§ **Job a**:
In the entries below, shift every coordinate in the answers by adding 27 to it. Then write out the lines from the line with "In this exercise you will mark the wooden support" up to and including the line with "<point>244,228</point>", in full.

§ **Given passage**:
Skip to content

vllm.model_executor.layers.fused_moe.oracle.nvfp4

FLASHINFER_NVFP4_MOE_BACKENDS module-attribute

FLASHINFER_NVFP4_MOE_BACKENDS = [
    FLASHINFER_TRTLLM,
    FLASHINFER_CUTLASS,
    FLASHINFER_CUTEDSL,
]

fi_2_vllm_backend_map module-attribute

logger module-attribute

logger = init_logger(__name__)

NvFp4MoeBackend

Bases: Enum

Source code in vllm/model_executor/layers/fused_moe/oracle/nvfp4.py
class NvFp4MoeBackend(Enum):
    FLASHINFER_TRTLLM = "FLASHINFER_TRTLLM"
    FLASHINFER_CUTLASS = "FLASHINFER_CUTLASS"
    FLASHINFER_CUTEDSL = "FLASHINFER_CUTEDSL"
    VLLM_CUTLASS = "VLLM_CUTLASS"

§ **Job b**:
Rewrite the nvfp4 module page from "FLASHINFER_NVFP4_MOE_BACKENDS module-attribute" up to and including "logger = init_logger(__name__)", putting "fi_to_vllm_backend_map" wherever "fi_2_vllm_backend_map" appears.

§ **Data extract**:

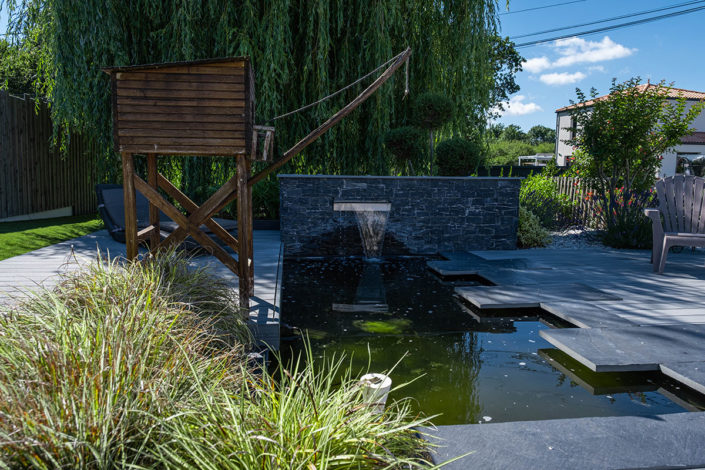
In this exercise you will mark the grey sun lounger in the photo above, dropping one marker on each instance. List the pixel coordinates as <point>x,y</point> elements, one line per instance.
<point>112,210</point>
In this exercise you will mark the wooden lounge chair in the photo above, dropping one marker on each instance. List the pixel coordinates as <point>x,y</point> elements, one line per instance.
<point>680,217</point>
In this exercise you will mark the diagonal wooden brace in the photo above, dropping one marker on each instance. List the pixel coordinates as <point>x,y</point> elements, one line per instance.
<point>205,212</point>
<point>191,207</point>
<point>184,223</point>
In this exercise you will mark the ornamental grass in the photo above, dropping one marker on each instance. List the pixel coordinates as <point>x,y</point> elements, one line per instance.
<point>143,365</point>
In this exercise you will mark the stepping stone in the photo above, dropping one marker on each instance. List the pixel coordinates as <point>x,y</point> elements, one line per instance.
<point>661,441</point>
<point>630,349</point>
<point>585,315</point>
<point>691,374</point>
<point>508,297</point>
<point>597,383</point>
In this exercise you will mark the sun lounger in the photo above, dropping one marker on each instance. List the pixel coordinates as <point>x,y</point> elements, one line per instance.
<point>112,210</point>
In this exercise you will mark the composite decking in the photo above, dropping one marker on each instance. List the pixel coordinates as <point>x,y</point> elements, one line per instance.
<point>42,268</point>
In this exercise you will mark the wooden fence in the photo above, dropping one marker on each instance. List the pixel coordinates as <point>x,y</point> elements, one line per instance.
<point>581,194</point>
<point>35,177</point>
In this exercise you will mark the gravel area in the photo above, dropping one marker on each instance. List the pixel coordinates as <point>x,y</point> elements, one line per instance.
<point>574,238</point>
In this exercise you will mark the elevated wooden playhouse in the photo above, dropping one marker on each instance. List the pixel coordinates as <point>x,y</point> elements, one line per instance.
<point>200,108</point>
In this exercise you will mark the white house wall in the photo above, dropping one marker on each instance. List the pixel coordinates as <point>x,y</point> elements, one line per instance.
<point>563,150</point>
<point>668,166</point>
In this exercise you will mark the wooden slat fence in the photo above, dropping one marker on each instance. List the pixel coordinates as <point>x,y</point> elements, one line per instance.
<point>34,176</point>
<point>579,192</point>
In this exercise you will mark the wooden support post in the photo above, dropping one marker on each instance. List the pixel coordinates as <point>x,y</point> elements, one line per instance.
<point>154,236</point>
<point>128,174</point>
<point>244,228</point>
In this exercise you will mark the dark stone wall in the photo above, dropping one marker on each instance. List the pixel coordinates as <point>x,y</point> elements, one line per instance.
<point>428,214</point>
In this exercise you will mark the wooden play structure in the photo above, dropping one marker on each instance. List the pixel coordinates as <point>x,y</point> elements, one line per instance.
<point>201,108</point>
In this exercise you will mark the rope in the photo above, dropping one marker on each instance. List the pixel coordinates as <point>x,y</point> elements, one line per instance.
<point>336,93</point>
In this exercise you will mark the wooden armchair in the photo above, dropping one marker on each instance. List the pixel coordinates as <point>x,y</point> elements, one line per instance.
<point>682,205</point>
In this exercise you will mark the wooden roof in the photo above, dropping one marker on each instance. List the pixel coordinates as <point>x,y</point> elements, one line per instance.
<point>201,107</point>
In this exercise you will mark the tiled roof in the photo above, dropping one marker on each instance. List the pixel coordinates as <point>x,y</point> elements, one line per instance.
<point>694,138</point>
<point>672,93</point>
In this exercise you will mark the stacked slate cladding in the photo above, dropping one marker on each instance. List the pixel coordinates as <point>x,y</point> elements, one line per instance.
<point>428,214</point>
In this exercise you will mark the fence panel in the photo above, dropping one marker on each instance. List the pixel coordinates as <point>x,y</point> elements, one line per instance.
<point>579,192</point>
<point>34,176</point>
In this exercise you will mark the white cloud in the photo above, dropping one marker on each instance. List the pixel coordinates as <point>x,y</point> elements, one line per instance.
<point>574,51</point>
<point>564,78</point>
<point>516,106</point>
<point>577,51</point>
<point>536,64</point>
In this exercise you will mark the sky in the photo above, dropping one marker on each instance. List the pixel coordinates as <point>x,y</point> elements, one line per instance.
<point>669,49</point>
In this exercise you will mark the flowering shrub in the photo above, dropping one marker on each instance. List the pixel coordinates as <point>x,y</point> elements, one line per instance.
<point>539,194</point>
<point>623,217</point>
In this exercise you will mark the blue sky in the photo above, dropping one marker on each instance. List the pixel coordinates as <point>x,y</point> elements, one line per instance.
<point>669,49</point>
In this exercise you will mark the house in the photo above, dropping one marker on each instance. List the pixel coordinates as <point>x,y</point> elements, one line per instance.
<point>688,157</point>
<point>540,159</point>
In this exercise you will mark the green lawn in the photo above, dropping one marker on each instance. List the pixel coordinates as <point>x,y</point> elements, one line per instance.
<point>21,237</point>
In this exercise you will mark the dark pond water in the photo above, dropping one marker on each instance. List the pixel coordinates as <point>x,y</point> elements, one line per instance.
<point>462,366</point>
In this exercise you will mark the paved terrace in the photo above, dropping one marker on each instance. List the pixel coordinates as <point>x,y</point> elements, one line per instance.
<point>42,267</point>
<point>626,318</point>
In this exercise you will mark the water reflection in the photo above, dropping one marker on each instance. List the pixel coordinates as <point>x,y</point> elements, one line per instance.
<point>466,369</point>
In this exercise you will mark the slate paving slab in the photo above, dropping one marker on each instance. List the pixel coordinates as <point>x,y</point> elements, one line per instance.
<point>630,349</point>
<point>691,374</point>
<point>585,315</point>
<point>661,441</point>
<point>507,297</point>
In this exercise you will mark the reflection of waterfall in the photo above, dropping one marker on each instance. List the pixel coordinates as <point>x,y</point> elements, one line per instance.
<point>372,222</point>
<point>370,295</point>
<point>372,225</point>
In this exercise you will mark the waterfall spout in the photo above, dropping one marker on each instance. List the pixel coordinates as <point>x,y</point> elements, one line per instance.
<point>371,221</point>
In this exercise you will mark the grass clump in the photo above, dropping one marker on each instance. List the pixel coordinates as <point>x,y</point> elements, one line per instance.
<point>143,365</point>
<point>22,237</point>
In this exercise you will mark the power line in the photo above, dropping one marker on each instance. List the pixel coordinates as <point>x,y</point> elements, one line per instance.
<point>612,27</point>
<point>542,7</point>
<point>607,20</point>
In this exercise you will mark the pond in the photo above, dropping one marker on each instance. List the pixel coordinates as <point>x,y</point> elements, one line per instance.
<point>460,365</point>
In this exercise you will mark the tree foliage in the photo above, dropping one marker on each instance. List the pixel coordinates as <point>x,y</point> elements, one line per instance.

==

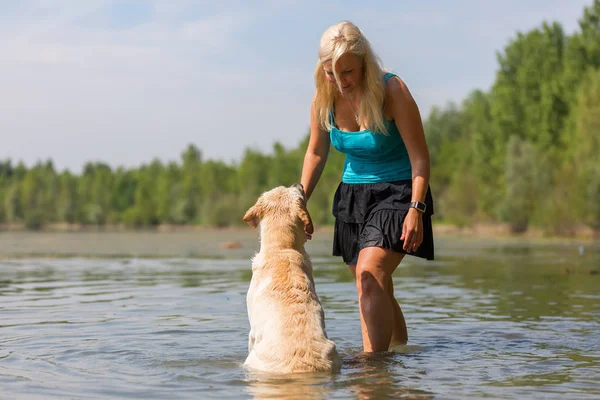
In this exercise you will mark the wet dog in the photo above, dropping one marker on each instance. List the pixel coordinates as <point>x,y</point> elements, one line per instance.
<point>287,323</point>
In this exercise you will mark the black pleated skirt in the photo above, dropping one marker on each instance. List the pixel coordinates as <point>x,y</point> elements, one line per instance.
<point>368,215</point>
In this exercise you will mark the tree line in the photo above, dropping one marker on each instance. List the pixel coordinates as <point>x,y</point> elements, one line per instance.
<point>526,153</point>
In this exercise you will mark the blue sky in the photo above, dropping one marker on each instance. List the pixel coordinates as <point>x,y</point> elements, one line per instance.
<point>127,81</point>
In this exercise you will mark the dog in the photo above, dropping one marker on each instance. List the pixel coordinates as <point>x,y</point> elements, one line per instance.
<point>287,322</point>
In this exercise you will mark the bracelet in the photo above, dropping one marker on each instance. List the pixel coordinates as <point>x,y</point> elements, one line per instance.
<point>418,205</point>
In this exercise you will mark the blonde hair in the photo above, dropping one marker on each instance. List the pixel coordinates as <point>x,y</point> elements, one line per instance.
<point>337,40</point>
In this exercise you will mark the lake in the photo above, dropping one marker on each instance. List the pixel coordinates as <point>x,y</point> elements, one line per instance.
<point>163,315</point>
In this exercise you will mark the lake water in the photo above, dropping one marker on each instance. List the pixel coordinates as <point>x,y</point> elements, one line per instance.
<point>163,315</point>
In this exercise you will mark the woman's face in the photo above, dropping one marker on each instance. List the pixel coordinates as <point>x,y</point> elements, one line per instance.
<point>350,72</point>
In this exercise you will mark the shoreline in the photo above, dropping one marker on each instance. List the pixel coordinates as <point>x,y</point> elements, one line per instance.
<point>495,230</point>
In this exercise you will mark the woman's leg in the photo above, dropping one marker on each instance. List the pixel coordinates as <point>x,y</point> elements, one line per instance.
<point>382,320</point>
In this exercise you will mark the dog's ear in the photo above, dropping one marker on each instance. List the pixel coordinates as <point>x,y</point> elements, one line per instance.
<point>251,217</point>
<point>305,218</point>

§ **Correct answer a**:
In this exercise you will mark the wooden support post in the photo above, dropping one marker on each instance. List the pixel coordinates as <point>x,y</point> elements, one line per instance.
<point>181,263</point>
<point>155,201</point>
<point>271,255</point>

§ **Correct answer b**:
FLASHINFER_NVFP4_MOE_BACKENDS module-attribute

FLASHINFER_NVFP4_MOE_BACKENDS = [
    FLASHINFER_TRTLLM,
    FLASHINFER_CUTLASS,
    FLASHINFER_CUTEDSL,
]

fi_to_vllm_backend_map module-attribute

logger module-attribute

logger = init_logger(__name__)